**WRITTEN EXERCISE**
Arrange the records below as a two-column CSV with the header request,answer, one row per record. Put each record's text and its answer in a single quoted field apiece, with line breaks replaced by spaces.
---------- DATA PROVIDED
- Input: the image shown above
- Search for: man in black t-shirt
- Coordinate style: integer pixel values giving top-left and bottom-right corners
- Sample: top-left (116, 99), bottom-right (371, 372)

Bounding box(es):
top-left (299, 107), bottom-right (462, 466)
--------------------
**RESPONSE FOR THIS EXERCISE**
request,answer
"- Input: the image shown above - Search for: man in black t-shirt - Coordinate style: integer pixel values giving top-left and bottom-right corners - Sample: top-left (116, 99), bottom-right (371, 372) Bounding box(es):","top-left (299, 107), bottom-right (462, 466)"